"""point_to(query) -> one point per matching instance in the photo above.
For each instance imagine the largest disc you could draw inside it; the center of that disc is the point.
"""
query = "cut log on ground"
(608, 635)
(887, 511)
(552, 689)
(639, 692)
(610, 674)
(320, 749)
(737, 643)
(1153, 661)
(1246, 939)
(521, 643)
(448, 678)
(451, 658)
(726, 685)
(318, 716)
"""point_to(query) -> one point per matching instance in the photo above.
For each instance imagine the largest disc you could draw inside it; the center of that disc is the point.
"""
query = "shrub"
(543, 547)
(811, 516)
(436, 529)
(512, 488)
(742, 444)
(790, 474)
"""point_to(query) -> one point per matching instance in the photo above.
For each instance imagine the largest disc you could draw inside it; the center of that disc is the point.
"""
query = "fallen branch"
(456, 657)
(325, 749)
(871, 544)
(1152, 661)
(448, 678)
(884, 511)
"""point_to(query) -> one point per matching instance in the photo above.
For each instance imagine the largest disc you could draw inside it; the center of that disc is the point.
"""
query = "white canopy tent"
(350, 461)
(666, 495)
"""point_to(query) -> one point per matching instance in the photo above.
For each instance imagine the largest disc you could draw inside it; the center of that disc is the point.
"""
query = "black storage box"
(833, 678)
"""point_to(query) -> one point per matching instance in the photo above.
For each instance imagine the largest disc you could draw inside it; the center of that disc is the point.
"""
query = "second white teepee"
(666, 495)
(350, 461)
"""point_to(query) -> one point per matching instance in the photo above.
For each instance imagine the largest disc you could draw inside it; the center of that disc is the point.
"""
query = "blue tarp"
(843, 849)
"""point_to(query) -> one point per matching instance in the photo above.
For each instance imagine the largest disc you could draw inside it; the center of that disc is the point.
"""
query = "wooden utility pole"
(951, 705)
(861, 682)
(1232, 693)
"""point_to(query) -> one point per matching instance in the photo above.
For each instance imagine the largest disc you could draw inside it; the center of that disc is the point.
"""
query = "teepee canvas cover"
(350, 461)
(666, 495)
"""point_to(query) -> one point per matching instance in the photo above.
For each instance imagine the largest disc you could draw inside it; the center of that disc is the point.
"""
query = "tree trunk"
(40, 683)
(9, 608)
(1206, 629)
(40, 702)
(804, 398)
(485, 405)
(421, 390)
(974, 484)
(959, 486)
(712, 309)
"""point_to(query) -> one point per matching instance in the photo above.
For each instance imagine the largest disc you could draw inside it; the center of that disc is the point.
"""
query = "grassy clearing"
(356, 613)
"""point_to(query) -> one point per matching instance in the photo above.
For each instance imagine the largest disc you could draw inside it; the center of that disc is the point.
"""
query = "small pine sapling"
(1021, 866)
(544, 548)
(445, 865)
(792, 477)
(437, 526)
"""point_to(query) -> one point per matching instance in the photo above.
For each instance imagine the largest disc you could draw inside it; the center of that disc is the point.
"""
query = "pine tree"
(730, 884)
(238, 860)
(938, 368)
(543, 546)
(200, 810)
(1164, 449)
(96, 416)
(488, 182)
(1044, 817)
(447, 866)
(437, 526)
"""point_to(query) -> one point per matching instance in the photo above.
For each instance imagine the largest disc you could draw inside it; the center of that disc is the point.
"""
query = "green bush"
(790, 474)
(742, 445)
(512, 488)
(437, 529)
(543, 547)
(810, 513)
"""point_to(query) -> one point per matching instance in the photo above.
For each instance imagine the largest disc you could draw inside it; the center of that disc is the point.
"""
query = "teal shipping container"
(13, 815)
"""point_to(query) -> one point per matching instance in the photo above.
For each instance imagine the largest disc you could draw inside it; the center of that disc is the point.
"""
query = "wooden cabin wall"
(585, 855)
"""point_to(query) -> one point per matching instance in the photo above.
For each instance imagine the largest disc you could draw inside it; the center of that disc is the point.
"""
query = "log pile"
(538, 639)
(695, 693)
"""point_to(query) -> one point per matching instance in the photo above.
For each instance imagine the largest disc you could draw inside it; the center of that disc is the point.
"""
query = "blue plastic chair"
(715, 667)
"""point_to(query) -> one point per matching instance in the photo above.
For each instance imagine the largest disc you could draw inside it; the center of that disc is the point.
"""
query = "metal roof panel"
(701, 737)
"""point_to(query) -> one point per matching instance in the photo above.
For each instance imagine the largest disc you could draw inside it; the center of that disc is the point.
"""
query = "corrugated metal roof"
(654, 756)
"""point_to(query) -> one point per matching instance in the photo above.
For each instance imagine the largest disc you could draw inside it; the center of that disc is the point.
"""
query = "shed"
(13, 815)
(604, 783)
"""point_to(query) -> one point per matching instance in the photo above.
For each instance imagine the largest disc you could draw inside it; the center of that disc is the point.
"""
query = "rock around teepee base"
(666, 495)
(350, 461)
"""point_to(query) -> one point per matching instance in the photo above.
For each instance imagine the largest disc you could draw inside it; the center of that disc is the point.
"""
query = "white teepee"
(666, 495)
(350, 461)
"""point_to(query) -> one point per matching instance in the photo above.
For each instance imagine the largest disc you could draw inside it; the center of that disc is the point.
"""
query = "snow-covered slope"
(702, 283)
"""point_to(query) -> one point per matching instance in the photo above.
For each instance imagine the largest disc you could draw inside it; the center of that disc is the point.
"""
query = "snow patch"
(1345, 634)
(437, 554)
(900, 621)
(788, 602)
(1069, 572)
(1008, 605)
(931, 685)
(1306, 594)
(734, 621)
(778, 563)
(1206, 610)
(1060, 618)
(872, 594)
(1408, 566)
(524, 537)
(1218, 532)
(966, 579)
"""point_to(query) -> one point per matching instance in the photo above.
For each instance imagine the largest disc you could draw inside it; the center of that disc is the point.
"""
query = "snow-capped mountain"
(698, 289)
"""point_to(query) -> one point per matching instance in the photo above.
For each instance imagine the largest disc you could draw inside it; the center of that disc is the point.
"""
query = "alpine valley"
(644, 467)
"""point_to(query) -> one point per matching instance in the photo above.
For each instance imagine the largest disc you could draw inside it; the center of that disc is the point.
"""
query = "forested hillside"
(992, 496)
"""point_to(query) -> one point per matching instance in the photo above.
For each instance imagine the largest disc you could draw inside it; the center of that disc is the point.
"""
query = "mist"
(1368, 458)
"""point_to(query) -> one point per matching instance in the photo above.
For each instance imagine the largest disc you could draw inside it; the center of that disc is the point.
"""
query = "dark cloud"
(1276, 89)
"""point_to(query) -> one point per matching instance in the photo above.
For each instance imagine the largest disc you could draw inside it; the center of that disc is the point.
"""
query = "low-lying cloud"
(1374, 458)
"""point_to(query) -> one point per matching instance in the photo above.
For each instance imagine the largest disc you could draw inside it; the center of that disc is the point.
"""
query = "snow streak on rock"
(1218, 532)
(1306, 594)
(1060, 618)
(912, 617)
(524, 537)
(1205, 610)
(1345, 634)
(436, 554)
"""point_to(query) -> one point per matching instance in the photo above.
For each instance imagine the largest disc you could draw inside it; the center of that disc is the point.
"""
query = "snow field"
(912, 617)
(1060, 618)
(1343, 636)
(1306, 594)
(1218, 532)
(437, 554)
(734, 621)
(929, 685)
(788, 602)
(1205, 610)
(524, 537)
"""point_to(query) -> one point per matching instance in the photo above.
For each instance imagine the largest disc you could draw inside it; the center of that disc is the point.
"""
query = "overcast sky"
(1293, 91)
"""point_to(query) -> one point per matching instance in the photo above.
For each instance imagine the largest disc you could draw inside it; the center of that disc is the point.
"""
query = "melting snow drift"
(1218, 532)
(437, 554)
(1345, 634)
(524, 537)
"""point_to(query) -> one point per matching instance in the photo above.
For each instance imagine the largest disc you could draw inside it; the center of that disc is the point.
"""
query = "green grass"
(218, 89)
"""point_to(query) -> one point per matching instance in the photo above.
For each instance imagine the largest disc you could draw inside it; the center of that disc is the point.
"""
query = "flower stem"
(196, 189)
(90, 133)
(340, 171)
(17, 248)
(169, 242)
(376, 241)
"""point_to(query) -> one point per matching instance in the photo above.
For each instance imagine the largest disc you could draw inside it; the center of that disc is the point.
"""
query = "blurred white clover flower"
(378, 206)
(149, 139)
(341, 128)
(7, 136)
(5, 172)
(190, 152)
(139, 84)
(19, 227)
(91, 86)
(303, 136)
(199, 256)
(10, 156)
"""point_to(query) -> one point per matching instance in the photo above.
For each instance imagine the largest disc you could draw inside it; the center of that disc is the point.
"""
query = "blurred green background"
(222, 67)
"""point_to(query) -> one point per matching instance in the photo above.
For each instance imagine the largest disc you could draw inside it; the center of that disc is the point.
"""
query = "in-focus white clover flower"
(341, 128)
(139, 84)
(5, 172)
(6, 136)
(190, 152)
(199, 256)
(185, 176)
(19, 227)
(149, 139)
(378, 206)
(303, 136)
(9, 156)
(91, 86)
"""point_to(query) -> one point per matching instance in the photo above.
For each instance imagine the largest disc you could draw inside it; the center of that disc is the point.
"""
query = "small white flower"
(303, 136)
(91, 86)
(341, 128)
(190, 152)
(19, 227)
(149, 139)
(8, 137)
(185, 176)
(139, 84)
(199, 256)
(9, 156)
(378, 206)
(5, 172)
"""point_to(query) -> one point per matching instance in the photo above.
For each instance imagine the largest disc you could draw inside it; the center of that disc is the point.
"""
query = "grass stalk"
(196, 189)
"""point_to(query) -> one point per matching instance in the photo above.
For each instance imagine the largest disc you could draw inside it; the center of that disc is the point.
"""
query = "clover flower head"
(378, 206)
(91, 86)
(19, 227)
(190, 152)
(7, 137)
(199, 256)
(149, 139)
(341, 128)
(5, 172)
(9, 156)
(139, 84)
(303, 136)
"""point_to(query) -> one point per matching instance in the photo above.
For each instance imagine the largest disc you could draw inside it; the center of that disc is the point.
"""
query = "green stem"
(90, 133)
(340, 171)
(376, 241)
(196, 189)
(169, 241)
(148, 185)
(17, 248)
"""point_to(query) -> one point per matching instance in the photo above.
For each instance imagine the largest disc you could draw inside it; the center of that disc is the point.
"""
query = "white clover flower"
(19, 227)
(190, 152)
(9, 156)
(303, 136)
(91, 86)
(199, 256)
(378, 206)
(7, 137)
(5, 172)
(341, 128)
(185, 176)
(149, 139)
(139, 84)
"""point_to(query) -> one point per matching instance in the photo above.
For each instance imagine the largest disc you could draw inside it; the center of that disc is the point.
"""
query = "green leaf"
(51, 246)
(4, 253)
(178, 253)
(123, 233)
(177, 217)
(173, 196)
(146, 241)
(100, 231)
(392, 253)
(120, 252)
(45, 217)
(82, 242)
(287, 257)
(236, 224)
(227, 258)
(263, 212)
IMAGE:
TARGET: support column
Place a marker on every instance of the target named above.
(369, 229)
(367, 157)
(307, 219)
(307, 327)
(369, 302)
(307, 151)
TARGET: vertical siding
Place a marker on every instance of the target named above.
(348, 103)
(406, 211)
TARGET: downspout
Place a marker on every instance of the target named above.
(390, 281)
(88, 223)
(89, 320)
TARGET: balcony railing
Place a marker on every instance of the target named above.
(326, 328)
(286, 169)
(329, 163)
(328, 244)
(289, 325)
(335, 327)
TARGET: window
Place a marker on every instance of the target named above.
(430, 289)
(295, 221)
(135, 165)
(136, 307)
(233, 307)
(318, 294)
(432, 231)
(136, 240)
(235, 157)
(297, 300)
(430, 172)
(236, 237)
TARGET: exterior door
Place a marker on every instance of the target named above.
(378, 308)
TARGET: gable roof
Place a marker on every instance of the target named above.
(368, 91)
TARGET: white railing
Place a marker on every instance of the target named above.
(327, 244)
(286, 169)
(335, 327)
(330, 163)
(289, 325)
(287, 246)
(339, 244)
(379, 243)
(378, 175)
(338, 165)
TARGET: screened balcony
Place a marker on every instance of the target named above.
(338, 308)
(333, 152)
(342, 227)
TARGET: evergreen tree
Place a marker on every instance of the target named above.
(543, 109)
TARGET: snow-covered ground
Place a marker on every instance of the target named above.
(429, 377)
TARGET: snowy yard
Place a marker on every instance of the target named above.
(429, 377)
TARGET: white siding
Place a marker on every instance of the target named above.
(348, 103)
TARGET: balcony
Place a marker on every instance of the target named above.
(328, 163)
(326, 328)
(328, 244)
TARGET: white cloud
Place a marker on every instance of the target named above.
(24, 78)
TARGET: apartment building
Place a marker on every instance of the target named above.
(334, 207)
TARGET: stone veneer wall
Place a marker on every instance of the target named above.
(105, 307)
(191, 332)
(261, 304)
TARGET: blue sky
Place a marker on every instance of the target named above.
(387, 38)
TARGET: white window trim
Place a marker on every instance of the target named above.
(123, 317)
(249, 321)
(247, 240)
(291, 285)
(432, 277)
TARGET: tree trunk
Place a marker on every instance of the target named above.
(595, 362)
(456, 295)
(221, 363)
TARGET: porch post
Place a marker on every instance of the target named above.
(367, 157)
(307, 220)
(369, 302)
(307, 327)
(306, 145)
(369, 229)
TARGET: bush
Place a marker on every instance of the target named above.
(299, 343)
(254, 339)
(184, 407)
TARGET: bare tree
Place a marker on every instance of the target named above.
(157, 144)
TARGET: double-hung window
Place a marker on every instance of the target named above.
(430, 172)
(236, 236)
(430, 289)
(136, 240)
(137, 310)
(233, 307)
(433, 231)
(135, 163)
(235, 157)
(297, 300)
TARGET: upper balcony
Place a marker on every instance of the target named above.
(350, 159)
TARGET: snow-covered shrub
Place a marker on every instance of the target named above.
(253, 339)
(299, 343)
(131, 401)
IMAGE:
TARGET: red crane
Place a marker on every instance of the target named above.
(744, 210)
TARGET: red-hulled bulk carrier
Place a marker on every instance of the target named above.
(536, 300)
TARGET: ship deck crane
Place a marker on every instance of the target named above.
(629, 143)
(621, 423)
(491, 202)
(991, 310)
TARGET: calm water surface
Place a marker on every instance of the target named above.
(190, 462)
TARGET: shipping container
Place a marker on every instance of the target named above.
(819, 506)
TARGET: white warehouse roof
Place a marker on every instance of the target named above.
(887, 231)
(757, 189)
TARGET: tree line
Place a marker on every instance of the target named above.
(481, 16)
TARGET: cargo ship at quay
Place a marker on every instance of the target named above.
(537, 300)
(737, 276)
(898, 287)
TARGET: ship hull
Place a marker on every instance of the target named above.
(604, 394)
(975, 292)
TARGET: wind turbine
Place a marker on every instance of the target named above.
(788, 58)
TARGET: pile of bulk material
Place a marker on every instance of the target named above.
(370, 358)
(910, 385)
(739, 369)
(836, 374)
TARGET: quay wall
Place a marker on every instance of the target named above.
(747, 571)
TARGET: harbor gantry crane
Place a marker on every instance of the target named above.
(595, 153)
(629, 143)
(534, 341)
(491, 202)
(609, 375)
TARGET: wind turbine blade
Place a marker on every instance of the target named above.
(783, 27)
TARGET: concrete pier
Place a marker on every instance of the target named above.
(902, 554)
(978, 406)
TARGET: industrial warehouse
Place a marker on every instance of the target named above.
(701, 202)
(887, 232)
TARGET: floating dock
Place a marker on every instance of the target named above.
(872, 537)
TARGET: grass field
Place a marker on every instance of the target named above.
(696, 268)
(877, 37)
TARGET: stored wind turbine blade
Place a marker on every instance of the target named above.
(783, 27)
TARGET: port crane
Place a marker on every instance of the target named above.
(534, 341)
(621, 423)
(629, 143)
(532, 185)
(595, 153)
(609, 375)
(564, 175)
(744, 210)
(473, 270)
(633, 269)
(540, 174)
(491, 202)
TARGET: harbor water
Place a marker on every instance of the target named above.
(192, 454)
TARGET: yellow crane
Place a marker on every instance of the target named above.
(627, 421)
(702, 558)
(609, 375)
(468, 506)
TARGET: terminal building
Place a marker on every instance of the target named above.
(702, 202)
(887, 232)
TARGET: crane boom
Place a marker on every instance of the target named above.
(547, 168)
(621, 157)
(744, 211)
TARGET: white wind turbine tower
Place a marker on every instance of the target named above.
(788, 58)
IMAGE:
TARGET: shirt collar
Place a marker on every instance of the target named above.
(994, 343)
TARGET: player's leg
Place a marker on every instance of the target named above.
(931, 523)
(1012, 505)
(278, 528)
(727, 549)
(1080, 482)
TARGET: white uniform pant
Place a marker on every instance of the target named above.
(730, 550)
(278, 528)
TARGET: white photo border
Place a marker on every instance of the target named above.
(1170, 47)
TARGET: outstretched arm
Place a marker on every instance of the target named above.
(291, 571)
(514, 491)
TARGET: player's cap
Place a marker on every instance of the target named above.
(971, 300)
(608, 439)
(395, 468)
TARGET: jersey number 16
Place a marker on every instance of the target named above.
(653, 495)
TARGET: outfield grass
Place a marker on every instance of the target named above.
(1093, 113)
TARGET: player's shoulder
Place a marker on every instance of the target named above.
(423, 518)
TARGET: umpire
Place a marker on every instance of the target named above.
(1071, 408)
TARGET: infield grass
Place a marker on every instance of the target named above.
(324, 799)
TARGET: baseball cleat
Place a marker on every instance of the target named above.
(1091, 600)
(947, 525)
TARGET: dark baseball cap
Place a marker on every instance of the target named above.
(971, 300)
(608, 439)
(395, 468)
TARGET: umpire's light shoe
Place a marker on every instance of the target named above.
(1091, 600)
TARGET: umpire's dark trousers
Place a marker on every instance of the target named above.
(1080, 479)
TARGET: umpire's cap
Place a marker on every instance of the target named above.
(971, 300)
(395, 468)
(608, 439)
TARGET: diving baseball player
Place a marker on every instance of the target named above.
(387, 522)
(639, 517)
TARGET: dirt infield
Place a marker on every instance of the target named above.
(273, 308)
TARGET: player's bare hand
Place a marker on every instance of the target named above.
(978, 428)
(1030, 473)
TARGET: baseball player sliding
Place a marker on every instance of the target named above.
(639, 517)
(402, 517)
——————
▶ [Task requirements]
Where a line in the entries holds "blade", copy that line.

▶ [Output below]
TARGET: wind turbine blade
TARGET: stored wind turbine blade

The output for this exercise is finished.